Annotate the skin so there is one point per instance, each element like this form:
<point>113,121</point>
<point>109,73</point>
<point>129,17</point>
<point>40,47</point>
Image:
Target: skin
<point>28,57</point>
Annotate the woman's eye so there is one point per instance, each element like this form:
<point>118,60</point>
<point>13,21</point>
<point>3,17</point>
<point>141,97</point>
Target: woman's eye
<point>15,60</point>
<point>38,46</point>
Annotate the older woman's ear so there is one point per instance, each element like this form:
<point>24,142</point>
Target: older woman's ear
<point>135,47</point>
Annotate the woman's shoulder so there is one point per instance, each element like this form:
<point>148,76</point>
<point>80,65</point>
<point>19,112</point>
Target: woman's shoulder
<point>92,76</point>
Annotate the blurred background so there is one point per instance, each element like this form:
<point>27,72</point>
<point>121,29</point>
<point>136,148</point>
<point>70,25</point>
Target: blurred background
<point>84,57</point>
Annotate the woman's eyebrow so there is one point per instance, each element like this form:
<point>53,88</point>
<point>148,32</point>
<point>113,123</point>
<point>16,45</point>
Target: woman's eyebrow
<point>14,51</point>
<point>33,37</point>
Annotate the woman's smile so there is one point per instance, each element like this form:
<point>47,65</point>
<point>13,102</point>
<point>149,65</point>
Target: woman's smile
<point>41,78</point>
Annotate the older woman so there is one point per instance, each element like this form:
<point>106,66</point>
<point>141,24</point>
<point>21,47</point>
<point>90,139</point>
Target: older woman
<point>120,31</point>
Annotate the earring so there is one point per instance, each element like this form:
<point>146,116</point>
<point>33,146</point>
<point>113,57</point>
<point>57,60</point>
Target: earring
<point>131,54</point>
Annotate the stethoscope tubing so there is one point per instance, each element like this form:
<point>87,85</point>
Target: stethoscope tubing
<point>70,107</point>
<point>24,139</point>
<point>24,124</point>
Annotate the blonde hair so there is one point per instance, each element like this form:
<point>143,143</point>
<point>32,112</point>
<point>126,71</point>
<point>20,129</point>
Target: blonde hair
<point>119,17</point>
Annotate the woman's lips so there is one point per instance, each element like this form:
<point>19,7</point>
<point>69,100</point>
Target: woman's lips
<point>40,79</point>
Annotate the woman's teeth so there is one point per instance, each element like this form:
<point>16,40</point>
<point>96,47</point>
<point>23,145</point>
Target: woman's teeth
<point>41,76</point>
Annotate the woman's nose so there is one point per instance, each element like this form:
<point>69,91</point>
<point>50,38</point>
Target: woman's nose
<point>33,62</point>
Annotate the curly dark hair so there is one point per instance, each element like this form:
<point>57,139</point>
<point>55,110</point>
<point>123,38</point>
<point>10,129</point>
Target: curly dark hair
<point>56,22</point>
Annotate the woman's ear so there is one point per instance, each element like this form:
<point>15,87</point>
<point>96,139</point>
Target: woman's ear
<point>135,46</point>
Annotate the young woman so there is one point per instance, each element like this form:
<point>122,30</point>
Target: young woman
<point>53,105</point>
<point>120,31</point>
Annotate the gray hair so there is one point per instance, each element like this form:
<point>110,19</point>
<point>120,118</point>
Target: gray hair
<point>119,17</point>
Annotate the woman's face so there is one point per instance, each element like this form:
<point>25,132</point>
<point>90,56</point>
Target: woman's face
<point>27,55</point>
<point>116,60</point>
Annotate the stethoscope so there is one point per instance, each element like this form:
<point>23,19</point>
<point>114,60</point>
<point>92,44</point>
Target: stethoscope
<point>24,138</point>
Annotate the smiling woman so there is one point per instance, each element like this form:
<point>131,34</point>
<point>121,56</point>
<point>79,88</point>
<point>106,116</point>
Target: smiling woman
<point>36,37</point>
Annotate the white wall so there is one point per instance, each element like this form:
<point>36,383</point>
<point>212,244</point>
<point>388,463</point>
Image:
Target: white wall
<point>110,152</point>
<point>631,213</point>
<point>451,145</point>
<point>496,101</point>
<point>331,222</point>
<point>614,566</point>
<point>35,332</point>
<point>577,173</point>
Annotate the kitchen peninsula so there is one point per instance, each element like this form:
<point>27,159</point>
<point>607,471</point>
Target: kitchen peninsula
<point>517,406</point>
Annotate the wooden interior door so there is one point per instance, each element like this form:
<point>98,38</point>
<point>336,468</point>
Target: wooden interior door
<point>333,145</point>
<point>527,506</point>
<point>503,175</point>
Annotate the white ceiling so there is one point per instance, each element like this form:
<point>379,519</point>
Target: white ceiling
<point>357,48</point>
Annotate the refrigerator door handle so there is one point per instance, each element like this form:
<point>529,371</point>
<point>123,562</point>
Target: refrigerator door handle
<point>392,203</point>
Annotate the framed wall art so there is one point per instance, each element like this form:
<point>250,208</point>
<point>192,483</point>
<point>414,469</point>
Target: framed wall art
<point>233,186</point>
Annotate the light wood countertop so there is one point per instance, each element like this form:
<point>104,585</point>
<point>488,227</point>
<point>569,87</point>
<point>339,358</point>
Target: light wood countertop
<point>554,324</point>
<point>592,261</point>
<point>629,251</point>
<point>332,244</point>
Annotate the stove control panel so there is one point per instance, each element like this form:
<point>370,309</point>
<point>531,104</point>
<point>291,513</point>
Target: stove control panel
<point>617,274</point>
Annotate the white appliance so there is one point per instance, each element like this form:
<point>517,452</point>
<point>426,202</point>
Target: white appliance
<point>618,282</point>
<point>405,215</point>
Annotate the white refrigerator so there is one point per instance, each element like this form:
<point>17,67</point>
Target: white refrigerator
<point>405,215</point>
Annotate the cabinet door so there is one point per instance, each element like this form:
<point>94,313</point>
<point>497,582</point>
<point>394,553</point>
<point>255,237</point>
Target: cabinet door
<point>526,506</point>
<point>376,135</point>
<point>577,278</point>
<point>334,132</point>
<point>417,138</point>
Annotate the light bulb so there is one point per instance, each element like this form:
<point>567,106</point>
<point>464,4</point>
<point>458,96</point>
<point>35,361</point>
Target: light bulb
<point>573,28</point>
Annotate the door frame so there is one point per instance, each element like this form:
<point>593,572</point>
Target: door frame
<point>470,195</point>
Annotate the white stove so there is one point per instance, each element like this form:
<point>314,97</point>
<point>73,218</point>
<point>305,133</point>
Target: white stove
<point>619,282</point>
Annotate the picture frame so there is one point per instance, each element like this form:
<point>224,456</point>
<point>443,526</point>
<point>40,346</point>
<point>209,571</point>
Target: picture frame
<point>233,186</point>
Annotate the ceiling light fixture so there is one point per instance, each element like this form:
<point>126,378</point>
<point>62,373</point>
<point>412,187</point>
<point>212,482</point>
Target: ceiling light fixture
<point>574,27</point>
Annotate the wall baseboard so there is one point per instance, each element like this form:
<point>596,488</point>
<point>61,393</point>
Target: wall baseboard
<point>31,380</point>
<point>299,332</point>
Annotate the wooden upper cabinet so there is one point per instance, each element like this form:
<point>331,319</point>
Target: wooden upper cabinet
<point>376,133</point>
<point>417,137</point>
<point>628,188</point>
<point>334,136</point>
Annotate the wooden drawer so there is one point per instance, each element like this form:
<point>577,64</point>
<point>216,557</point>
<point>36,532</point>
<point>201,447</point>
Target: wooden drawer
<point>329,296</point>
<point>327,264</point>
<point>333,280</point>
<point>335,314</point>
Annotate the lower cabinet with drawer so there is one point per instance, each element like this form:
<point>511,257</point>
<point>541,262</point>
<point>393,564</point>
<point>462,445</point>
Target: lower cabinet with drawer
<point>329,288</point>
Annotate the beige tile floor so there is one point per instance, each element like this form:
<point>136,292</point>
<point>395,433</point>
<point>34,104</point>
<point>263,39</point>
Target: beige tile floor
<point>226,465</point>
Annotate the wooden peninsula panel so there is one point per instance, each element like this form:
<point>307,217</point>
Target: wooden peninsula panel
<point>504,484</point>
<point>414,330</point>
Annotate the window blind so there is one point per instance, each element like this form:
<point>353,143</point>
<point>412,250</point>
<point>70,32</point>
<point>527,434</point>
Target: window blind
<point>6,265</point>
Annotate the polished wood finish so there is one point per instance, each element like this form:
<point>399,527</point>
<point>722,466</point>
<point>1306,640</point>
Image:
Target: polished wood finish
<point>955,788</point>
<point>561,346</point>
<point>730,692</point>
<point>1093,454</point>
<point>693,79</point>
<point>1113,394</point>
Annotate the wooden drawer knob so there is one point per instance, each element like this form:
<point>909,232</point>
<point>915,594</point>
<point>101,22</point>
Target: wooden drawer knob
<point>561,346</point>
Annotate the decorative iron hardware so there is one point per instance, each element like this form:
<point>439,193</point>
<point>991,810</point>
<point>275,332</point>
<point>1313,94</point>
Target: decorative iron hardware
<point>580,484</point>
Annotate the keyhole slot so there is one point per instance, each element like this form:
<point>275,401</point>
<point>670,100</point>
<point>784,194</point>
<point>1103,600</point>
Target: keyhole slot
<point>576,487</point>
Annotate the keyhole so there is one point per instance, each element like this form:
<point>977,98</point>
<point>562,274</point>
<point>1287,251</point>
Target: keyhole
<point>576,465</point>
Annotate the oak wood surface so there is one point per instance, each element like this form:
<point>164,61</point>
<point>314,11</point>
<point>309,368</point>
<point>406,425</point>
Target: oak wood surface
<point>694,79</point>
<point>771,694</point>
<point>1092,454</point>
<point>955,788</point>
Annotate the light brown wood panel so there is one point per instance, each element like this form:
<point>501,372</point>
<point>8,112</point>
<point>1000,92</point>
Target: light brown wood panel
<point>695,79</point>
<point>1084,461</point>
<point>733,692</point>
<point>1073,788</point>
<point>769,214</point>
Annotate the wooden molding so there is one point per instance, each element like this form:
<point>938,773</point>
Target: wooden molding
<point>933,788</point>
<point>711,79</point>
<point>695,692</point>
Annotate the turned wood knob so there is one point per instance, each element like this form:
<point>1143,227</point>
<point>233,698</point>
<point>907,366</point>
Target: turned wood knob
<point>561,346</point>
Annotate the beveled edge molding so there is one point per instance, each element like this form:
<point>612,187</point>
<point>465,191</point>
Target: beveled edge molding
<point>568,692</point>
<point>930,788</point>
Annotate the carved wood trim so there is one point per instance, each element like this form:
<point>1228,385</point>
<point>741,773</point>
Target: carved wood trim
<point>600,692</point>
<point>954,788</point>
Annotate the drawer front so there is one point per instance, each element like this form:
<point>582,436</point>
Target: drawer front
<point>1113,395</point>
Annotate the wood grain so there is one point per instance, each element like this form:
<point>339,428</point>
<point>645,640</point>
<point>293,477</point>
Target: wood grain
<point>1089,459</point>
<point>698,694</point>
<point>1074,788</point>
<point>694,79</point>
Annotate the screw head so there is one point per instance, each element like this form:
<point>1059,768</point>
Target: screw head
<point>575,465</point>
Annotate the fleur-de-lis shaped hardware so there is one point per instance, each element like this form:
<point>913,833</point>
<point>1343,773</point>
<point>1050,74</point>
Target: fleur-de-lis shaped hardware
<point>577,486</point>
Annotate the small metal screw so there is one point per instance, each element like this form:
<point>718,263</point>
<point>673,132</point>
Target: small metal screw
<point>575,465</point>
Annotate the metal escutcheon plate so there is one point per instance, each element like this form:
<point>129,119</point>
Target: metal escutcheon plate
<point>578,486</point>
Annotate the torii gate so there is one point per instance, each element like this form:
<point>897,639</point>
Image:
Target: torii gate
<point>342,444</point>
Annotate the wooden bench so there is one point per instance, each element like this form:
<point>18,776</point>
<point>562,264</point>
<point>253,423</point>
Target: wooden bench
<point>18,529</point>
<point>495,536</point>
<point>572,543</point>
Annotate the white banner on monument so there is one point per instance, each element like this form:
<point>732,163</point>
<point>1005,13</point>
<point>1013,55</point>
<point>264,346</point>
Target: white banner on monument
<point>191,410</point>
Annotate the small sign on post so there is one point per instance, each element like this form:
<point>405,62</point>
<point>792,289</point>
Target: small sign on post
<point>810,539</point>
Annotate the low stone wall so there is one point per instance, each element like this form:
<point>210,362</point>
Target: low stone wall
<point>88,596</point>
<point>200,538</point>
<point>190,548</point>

*Requirement*
Reproduce the lines that open with the one containing "Annotate the torii" and close with the one containing "<point>572,543</point>", swapping "wooden bench" for "stone bench" wherever it occurs and leaving everything else the same.

*Problem solution*
Annotate the torii gate so there is one point per instance, each element like this form:
<point>897,639</point>
Image:
Target: torii gate
<point>342,444</point>
Annotate the stone bench so there is one point per instance, each element like this form:
<point>18,776</point>
<point>562,264</point>
<point>253,423</point>
Target: stone bench
<point>18,529</point>
<point>495,536</point>
<point>572,543</point>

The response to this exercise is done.